Start of PASSAGE SHOWN

Inspiration

I invited Fred Craddock to preach at Avon Lake UCC on Pentecost Sunday, 2006, to celebrate the grand opening of our new sanctuary. We had lunch in my kitchen before I took him back to the airport. I knew that he had moved to the town of Cherry Log, Georgia, after retiring. He occasionally taught classes on preaching and the Bible to pastors of small, store-front churches in the south - pastors who had received no formal training. And he had begun a non-profit organization, serving the needs of southern Appalachia - specializing in programs for children. I asked him, “What motivated you to start the Craddock Center? When I asked the question, I was thinking to myself, “You could have spent the rest of your life preaching in one big steeple church after another, Sunday after Sunday.” He looked at me and said, “Kelly, one does not retire from one’s ordination vows.”

In the summer of 2021, in a conversation at the Jesuit Retreat Center in Parma, my colleague Luke Lindon told our small clergy group that he knew, personally, of over a dozen ministers who were leaving the ministry or seriously considering doing so. I thought about those 13 or 14 ministers, each of whom had felt called at one time, each of whom took ordination vows with both seriousness and passionate enthusiasm, each of whom was probably grieving in some way.

End of PASSAGE SHOWN
Start of RECORDS SUPPLIED

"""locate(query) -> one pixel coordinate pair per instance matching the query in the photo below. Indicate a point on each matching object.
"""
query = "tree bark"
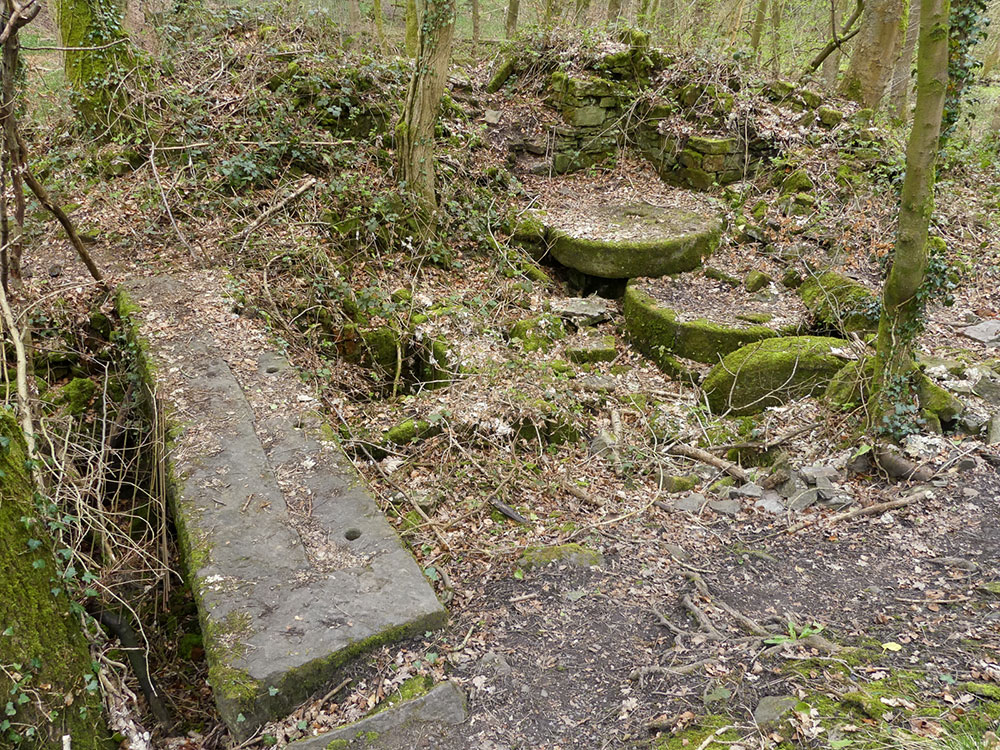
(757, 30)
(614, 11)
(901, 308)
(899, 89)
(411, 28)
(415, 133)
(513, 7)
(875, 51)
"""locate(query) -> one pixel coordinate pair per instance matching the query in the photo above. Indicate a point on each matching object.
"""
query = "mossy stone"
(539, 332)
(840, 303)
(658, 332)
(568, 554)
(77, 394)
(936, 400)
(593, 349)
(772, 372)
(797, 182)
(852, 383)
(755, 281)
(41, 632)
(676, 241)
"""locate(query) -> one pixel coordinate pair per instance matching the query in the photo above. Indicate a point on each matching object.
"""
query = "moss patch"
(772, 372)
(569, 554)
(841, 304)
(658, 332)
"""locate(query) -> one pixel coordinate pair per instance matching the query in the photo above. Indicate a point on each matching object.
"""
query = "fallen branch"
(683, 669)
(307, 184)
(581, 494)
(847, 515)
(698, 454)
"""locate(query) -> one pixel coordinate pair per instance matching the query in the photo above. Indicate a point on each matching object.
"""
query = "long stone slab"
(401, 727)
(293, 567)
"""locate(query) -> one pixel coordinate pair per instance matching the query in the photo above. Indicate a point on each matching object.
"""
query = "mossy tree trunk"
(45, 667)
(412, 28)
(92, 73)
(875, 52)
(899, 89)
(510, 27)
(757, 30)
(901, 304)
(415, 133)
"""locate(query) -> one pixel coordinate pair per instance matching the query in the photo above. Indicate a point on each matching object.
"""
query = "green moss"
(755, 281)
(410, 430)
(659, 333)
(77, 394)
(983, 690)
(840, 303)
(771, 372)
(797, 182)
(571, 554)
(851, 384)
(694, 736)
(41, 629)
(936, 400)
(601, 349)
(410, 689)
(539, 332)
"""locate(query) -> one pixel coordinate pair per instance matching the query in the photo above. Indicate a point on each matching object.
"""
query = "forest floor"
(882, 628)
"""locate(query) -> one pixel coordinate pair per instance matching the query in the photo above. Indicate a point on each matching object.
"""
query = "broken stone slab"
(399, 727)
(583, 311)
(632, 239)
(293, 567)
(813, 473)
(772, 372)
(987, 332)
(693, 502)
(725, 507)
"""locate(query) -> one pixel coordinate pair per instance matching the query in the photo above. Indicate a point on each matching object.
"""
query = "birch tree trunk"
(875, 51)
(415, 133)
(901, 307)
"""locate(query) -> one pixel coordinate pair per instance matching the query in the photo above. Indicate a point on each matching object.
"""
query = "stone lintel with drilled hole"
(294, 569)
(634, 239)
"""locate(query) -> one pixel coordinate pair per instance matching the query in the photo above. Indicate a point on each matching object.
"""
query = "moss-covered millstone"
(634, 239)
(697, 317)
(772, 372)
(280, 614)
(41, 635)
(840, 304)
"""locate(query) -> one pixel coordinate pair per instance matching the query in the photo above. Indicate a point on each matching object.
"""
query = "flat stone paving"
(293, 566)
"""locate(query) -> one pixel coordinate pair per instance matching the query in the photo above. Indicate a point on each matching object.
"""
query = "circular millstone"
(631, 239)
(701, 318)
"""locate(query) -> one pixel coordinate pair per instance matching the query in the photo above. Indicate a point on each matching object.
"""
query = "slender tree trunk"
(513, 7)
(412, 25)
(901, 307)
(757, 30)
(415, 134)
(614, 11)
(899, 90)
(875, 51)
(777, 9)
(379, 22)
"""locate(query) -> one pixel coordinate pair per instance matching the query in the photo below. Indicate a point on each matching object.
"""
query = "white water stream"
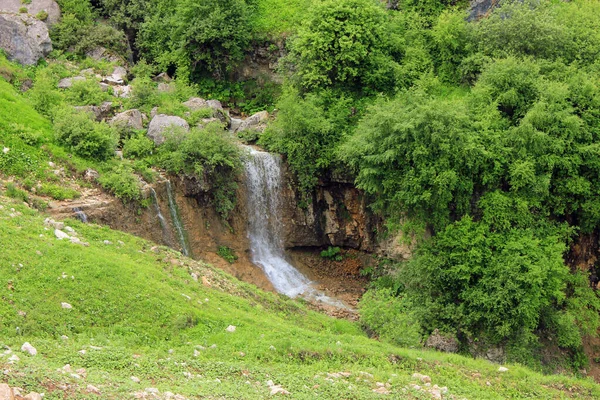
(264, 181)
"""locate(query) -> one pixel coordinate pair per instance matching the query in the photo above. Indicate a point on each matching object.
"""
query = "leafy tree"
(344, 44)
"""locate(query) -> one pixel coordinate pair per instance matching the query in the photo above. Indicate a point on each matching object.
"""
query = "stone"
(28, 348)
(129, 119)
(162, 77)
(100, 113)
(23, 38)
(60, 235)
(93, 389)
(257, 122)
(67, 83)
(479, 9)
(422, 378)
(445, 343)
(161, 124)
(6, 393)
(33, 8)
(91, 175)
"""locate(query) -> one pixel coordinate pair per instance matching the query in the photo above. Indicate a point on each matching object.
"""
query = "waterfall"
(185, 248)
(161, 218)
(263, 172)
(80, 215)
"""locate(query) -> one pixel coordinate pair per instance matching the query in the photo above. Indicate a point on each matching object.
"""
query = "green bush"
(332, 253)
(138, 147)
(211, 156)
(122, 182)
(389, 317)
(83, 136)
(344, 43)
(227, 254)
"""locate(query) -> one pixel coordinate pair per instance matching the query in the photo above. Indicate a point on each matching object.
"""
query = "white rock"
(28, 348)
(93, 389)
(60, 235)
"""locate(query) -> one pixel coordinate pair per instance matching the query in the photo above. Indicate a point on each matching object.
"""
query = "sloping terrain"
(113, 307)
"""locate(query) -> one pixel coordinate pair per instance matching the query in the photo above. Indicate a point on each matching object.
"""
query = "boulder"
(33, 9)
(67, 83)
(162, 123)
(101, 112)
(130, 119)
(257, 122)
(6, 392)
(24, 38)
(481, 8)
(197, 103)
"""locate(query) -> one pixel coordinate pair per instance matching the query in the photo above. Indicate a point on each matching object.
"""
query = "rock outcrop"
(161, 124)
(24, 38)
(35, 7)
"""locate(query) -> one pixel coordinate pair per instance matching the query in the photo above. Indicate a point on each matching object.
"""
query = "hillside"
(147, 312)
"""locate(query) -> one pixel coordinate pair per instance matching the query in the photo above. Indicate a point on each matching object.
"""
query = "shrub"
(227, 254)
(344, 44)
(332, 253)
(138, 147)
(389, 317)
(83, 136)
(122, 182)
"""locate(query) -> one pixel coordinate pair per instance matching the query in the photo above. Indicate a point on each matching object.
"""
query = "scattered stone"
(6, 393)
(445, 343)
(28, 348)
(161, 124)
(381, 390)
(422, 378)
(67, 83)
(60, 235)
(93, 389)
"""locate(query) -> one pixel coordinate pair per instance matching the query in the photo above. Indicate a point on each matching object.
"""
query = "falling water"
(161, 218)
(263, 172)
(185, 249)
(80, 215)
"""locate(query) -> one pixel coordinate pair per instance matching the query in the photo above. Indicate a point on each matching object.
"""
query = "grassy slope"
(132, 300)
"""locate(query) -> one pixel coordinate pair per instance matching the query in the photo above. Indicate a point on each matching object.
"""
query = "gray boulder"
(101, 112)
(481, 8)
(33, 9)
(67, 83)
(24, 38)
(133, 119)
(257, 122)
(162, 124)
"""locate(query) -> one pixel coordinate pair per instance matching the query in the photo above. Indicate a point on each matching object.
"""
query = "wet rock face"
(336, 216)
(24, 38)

End of RECORDS SUPPLIED

**PROMPT 1:** In the Inspiration passage, where did Fred Craddock move after he retired?
**PROMPT 2:** Reproduce word for word the part of the Inspiration passage that opens with the words containing "In the summer" and closes with "in some way.".
The material above stands apart from the Inspiration passage.

**FULL ANSWER 1:** The town of Cherry Log, Georgia.

**FULL ANSWER 2:**
In the summer of 2021, in a conversation at the Jesuit Retreat Center in Parma, my colleague Luke Lindon told our small clergy group that he knew, personally, of over a dozen ministers who were leaving the ministry or seriously considering doing so. I thought about those 13 or 14 ministers, each of whom had felt called at one time, each of whom took ordination vows with both seriousness and passionate enthusiasm, each of whom was probably grieving in some way.